**Objective:** The data below should be restated word for word, with every picture omitted.

**Data for the task:**
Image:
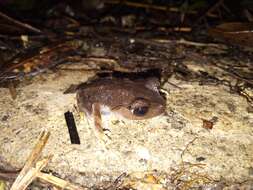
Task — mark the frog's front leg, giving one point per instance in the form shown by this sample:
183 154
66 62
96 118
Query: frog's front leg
98 123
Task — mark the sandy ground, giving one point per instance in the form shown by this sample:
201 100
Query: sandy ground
226 151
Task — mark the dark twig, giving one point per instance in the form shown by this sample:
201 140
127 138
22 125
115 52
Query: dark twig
24 25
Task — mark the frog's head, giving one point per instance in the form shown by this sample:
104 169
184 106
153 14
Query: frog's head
146 104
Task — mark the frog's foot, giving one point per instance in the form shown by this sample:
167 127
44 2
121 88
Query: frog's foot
102 133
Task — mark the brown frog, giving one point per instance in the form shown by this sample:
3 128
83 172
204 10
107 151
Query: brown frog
132 99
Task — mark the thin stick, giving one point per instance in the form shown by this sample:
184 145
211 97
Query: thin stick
24 25
58 182
30 175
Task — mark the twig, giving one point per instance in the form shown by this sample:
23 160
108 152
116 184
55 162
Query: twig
210 10
186 42
147 6
188 144
24 25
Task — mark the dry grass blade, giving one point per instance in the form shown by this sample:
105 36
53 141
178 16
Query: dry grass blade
34 156
58 182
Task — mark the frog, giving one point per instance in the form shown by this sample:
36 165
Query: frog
137 99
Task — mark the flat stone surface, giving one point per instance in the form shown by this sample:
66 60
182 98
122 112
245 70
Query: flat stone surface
226 151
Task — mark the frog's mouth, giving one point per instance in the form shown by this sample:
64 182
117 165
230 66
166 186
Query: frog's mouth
140 113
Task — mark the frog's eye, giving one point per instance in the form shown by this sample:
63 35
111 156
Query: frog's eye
139 107
140 111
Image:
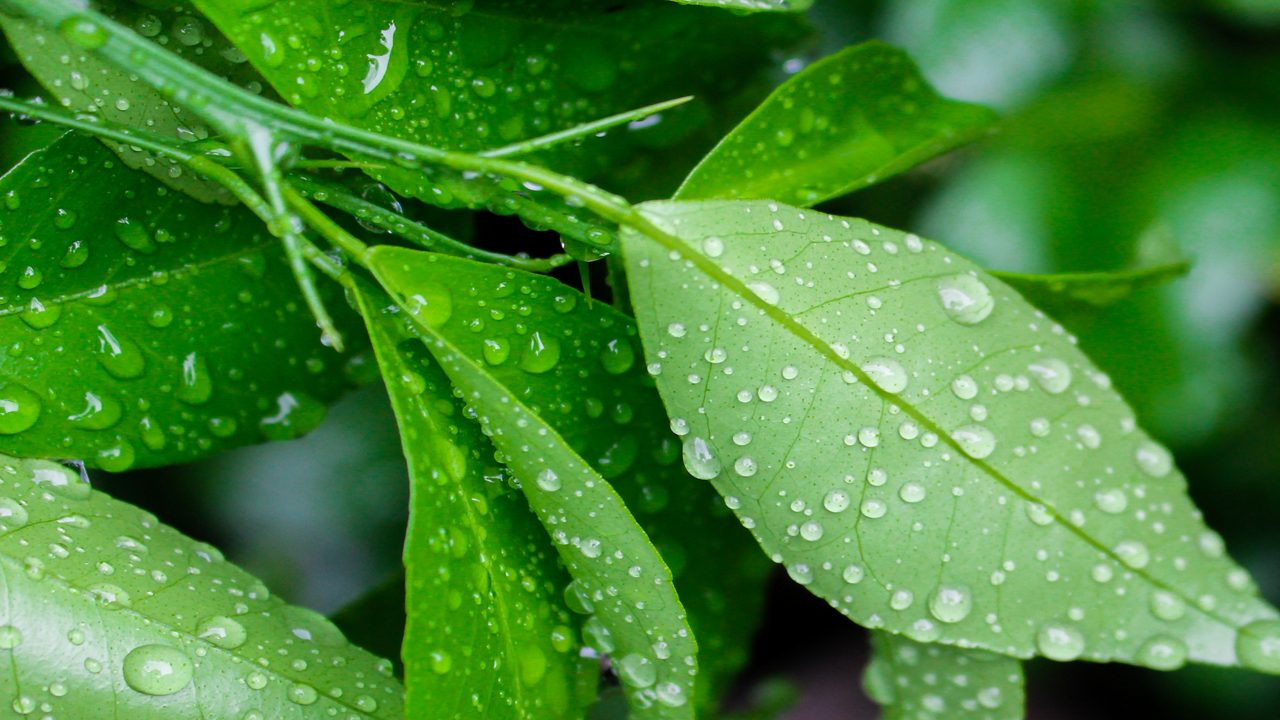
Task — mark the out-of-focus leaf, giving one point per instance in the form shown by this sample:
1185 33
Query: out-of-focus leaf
142 327
489 73
110 614
602 401
488 633
85 83
920 446
617 574
917 682
849 121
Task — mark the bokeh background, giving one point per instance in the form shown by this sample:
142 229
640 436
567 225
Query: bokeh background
1134 132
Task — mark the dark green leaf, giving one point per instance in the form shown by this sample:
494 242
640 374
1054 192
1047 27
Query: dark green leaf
617 574
488 633
602 401
924 449
919 682
485 74
142 327
849 121
110 614
85 83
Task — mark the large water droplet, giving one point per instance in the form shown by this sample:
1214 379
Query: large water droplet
158 669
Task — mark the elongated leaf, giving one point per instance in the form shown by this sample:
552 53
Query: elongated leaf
917 682
617 574
106 613
488 633
849 121
86 85
142 327
1075 291
598 397
485 74
922 447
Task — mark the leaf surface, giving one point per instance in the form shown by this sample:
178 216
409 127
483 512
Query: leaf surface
142 327
489 73
106 613
918 682
618 577
85 83
845 122
920 446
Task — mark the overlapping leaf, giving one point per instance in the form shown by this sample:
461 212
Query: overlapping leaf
106 613
849 121
599 399
85 83
484 74
924 449
618 575
487 633
918 682
142 327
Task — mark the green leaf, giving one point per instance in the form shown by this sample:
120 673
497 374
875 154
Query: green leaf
485 74
617 574
918 682
142 327
920 446
110 614
488 633
85 83
599 399
1088 291
845 122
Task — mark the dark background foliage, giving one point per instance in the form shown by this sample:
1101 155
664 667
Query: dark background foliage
1134 132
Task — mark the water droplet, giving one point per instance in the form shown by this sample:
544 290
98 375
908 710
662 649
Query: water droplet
1060 642
158 669
965 299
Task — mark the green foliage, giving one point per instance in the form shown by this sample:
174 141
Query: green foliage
594 500
142 327
109 613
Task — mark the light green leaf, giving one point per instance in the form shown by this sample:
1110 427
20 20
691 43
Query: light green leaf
1088 291
488 633
106 613
489 73
617 574
918 682
845 122
920 446
85 83
142 327
602 401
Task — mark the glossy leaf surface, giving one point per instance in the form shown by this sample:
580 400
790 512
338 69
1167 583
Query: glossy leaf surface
599 399
142 327
485 74
618 575
110 614
845 122
920 446
85 83
487 633
918 682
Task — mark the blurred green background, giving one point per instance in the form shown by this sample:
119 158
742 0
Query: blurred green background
1134 132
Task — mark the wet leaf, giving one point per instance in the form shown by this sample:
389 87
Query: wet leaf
85 83
918 682
142 327
922 447
485 74
110 614
488 633
618 577
845 122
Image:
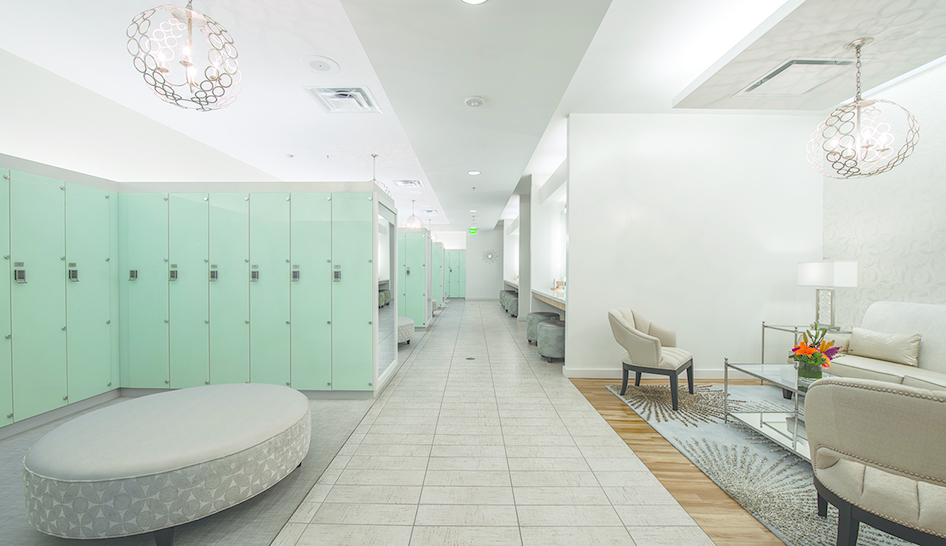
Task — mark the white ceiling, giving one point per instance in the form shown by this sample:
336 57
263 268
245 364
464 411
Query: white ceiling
534 61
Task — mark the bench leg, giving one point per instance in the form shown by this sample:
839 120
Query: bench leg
164 537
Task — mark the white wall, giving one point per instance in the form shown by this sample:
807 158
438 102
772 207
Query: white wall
50 120
894 224
484 280
697 221
452 240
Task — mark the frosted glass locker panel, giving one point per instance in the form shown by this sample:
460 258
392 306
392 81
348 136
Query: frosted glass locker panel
6 355
143 241
416 278
229 288
461 281
353 292
188 289
88 292
38 294
311 291
269 288
401 272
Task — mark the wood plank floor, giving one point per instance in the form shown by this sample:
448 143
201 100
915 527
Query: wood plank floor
721 518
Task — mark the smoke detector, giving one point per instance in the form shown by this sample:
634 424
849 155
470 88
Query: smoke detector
345 100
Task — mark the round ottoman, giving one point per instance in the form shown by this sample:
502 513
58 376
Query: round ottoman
533 320
551 339
405 329
155 462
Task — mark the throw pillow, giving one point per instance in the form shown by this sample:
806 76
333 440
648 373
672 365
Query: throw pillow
897 348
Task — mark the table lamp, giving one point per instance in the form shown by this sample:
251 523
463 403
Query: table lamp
827 276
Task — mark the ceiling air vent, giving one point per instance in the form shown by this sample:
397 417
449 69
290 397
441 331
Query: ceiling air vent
345 100
796 77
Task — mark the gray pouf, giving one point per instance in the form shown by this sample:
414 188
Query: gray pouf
551 339
533 320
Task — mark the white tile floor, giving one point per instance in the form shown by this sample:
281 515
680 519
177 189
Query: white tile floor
478 441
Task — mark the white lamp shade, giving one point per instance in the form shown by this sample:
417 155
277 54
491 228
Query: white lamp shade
828 274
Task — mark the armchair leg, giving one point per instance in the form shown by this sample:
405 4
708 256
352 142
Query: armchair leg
673 390
847 526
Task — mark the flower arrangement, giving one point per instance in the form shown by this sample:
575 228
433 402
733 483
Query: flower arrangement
814 353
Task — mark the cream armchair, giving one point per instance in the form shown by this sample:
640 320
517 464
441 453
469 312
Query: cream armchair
649 349
878 452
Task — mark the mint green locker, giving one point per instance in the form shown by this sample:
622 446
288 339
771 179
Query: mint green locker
353 291
415 276
6 356
143 242
461 280
88 292
38 294
401 272
188 290
269 288
229 288
311 291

**The reply:**
Image:
Task — mark the frog's front leg, giving one point per instance in the form shown by this sample:
183 154
66 62
96 118
Query: frog's front leg
98 123
Task — mark the sandy ground, giving one point per instance in the form shown by this sample:
201 100
Query: sandy ground
226 151
Task — mark the dark twig, giving one point per instance in the form shown by this sample:
201 140
127 138
22 125
115 52
Query: dark twig
24 25
Task — mark the frog's head, giving one point per instance in the form shown by this sample:
104 169
184 106
153 14
Query: frog's head
146 104
Task — mark the frog's foot, giving one point per instance in the form shown by this sample:
167 127
44 2
121 88
Query: frog's foot
102 133
Task — mark the brown frog, giving one point per instance in the form shown by this sample:
3 128
83 172
204 10
107 151
Query: brown frog
132 99
Task — mark the thin stick, giving one point per instance in the form shown by this sample:
184 145
211 97
Query: thin stick
24 25
58 182
30 175
Task — mark the twig, giving one point per instance in the form shown by this sample:
23 160
108 152
116 184
55 162
Query: twig
210 10
186 42
147 6
188 144
24 25
Task — mark the dry grass blade, giving one point per instance in the form shown by this sample:
105 36
53 141
178 16
Query: dry grass blade
34 156
58 182
Task — mark the frog, giving one point per instance in the form shown by this sample:
36 165
Query: frog
137 99
Task — mark the flat stone surface, giving one point per instance in the form shown by this sample:
66 60
182 98
122 112
245 70
Query: flat stone surface
226 151
Task — mark the frog's mouth, giving one point per instance in the form shown by this sample:
64 182
117 165
230 66
166 186
Query: frog's mouth
140 113
Task — mark the frog's eye, giving one point per instance in the form shown by this sample:
63 35
111 156
Query: frog's eye
139 107
140 111
Image:
Task — mark the out-of-focus leaf, giving one point per instance in the form shown by this sample:
1185 33
Query: out-of-focus leaf
142 327
489 73
110 614
602 401
488 633
85 83
920 446
617 574
917 682
849 121
Task — mark the bokeh background, giving one point per instance in the form shown by this sample:
142 229
640 436
567 225
Query: bokeh background
1134 132
Task — mark the dark green leaf, giving one point per instance in the form shown by this sample:
494 242
640 374
1054 192
1047 27
Query: dark green leaf
617 574
488 633
602 401
924 449
919 682
485 74
142 327
849 121
110 614
85 83
Task — mark the large water droplet, giving one point per instance in the form shown by this sample:
1214 379
Query: large water droplet
158 669
Task — mark the elongated leaf, giving one point per instance in the form shown by this sample:
552 53
Query: elongated leaf
917 682
617 574
106 613
488 633
849 121
86 85
142 327
1075 291
598 397
485 74
922 447
Task — mark the leaf surface, giving one point per instance in the form shown by this sample:
178 216
409 127
483 512
Query: leaf surface
142 327
489 73
106 613
918 682
618 577
85 83
845 122
920 446
Task — mark the overlapping leaf, giving one point per instance in the form shown by this sample:
461 212
Query: overlapping leaf
106 613
849 121
599 399
85 83
484 74
924 449
618 575
487 633
918 682
142 327
Task — mark the green leaf, giving one point per instance in the form shown by this sample:
120 673
497 374
875 154
Query: green leaf
485 74
617 574
918 682
142 327
920 446
110 614
488 633
85 83
599 399
1088 291
845 122
Task — mark the dark background foliage, giving one point per instance in the form shown by this sample:
1101 155
664 667
Query: dark background foliage
1134 132
Task — mark the water droplet, giving one point per instance in the form shown by this sample:
544 290
98 375
908 710
662 649
Query: water droplet
1060 642
158 669
965 299
Task — mark the green foliage, giving one point per instance in the form shown by this sample:
174 141
Query: green foliage
594 500
142 327
109 613
Task — mark the light green leaf, giving one point per instance in the form shown by this sample:
1110 427
20 20
691 43
Query: light green leaf
1088 291
488 633
106 613
489 73
617 574
918 682
845 122
920 446
85 83
142 327
602 401
Task — mark the glossy leaf surface, giving one point per instance in the form shown by this sample:
580 400
790 512
338 69
1167 583
Query: glossy leaf surface
599 399
142 327
485 74
618 575
110 614
845 122
920 446
85 83
487 633
918 682
Task — mark the blurred green background, giving one point per instance in the form shown by this sample:
119 158
742 0
Query: blurred green background
1134 132
Task — mark the wet leaf, giving one point per instance in the form shown by this sample:
389 87
Query: wet leaf
85 83
918 682
142 327
922 447
485 74
110 614
488 633
618 577
845 122
Image:
Task — mark the white ceiling, giving one point per instance in the form shown by this sample:
336 57
263 268
245 364
464 411
Query: white ceiling
534 61
Task — mark the bench leg, giving one point per instance in the form shown by this sample:
839 120
Query: bench leg
164 537
Task — mark the white wall, giving one point per instance in the form shown by this sample:
807 158
438 102
772 207
Query: white wall
50 120
894 224
484 280
697 221
452 240
Task — mark the frosted glass locker panel, giving one point per instance in the form shown by this sample:
460 258
392 306
392 81
348 136
Query: frosted glass locker panel
6 355
143 241
416 278
229 288
461 281
353 292
188 289
88 292
38 294
311 291
269 288
401 272
Task — mark the wood plank floor, giving one point per instance in the form shown by this sample:
448 143
201 100
915 527
Query: wood plank floor
721 518
Task — mark the smoke detector, giving one point per instance in the form shown by this sample:
634 424
849 155
470 88
Query: smoke detector
345 100
Task — mark the round ottoman, giving one point per instance in the form shown by this sample:
502 513
58 376
Query: round ottoman
533 320
551 339
405 329
155 462
Task — mark the throw pillow, giving one point per instance in the form shown by this sample:
806 76
333 440
648 373
672 365
Query: throw pillow
897 348
Task — mark the table lamp, giving one point per instance in the form shown by this sample:
251 523
463 403
Query: table lamp
827 276
Task — mark the ceiling air vent, giving one point per instance in the form shown by this sample:
397 417
449 69
290 397
441 331
Query: ceiling air vent
345 100
796 77
Task — mark the gray pouf, giving one point per instance in the form shown by this sample:
414 188
Query: gray pouf
551 339
533 320
Task — mark the white tile floor, giving one point per instance in the form shown by this sample:
281 515
680 519
177 189
Query: white tile floor
478 441
Task — mark the white lamp shade, giving one point per instance in the form shown by this sample:
417 155
277 54
491 228
Query: white lamp shade
828 274
Task — mark the armchair leg, giving one point per instance in the form shown by this sample:
405 4
708 256
352 142
Query: armchair leg
673 390
847 526
Task — mark the flower arrangement, giving one point per instance in the form shown by this sample:
575 228
433 402
733 483
Query: flower arrangement
814 353
Task — mark the cream armchair, giving one point per instance in the form shown by this sample:
640 320
517 464
441 453
469 312
Query: cream armchair
649 349
878 452
Task — mark the mint green locker, giving one point per instance in the form shown by this sample:
622 446
288 339
771 179
Query: mint green locker
353 291
415 276
6 356
143 242
461 280
88 292
38 294
401 272
188 290
269 288
229 288
311 291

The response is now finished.